[TASK INPUTS]
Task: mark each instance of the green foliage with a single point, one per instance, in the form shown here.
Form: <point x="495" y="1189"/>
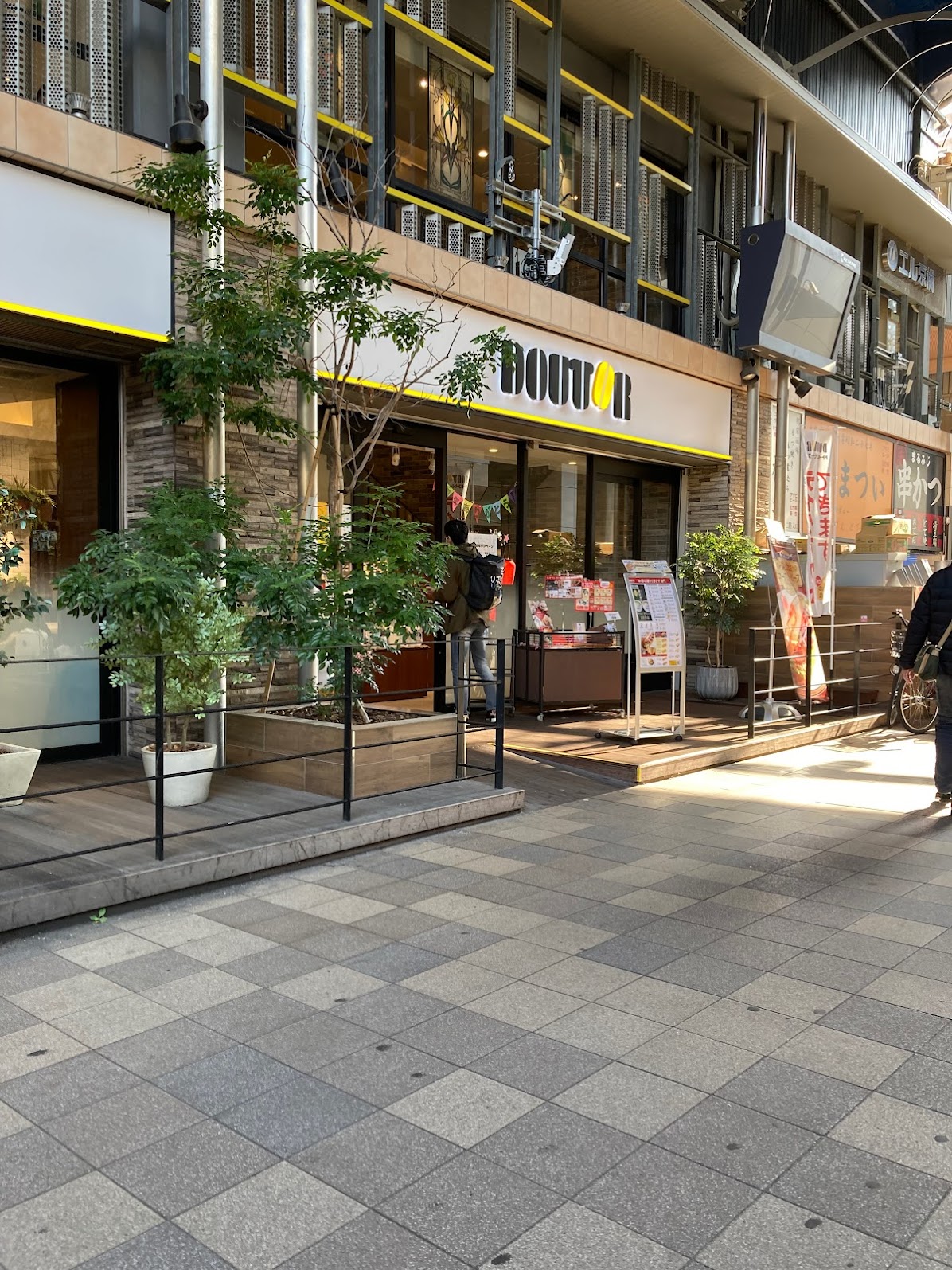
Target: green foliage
<point x="151" y="588"/>
<point x="557" y="554"/>
<point x="717" y="569"/>
<point x="361" y="582"/>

[WHAT IS REQUIRED] Rewrite all the items with "green foliage" replaced by "leafy vegetation" and everything else unchanged. Leave the pictures out of your answer.

[SOLUTION TO THE EXERCISE]
Task: mark each instance of the leafy vegetation with a single point, one per instance, in the form shown here.
Form: <point x="495" y="1189"/>
Target: leafy vegetation
<point x="151" y="588"/>
<point x="557" y="554"/>
<point x="717" y="569"/>
<point x="361" y="582"/>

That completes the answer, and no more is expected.